> **WHAT IS NEEDED**: Count the lines in the records below that contain the word "left", and reply with that number alone.

[begin EXERCISE MATERIALS]

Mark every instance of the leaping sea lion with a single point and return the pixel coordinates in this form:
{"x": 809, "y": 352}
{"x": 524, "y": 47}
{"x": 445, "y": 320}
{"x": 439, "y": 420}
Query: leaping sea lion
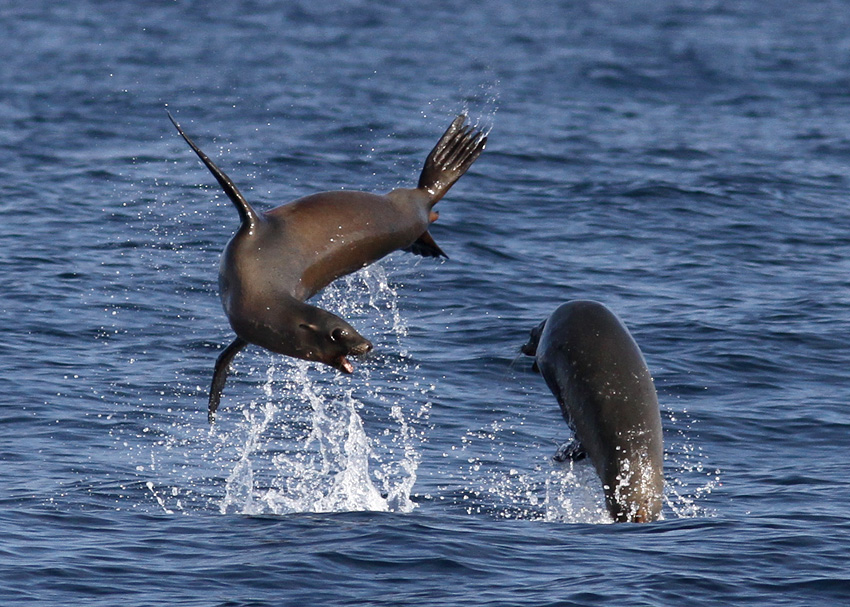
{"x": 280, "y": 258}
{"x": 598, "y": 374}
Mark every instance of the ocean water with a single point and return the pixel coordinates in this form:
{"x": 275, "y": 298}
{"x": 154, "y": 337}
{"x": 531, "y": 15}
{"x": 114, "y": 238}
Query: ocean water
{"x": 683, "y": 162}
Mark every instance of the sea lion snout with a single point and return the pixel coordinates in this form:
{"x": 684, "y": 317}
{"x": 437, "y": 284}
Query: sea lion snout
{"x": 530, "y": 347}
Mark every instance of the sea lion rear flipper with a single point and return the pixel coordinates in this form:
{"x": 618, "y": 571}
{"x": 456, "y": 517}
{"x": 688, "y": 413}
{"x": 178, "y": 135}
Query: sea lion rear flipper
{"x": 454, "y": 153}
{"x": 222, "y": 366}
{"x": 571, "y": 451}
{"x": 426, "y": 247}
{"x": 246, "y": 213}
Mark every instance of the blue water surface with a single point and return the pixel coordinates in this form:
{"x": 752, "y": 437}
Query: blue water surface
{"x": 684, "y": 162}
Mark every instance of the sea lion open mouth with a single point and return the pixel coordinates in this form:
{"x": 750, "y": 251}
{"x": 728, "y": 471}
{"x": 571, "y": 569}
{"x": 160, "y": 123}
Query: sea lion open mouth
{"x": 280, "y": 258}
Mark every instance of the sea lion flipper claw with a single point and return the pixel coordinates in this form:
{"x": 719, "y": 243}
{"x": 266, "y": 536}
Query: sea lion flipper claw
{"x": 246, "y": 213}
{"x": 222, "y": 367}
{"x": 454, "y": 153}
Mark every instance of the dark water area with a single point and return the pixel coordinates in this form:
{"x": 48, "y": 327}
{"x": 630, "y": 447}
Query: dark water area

[end EXERCISE MATERIALS]
[begin EXERCISE MATERIALS]

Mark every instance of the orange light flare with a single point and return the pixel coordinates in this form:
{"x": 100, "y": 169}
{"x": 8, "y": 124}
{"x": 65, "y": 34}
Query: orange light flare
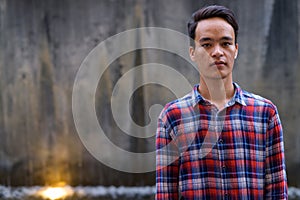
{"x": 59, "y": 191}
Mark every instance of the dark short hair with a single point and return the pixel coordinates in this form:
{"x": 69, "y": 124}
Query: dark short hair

[end EXERCISE MATERIALS]
[begin EXERCISE MATERIALS]

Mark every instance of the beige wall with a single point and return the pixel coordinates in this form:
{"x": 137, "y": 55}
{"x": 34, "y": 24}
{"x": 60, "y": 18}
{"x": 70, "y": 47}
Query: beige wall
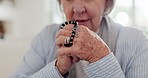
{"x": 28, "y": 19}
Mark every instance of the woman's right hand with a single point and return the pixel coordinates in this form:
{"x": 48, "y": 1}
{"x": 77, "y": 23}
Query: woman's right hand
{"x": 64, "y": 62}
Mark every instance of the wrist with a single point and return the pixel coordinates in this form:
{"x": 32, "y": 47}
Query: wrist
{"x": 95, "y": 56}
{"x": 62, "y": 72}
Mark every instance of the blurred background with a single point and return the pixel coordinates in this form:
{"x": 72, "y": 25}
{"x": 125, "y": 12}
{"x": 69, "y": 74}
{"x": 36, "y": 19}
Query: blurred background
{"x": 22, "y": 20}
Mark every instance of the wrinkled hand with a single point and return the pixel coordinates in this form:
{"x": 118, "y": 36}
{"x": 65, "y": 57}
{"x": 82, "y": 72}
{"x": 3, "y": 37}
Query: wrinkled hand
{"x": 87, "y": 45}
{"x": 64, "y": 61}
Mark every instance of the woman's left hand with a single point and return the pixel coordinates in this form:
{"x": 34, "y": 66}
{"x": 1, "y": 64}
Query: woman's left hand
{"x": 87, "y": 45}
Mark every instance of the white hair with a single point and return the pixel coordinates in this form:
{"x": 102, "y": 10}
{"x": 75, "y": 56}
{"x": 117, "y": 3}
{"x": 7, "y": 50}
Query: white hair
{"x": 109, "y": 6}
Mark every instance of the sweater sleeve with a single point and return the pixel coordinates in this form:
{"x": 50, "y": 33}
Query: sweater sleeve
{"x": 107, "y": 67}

[end EXERCISE MATERIALS]

> **TASK OUTPUT**: 2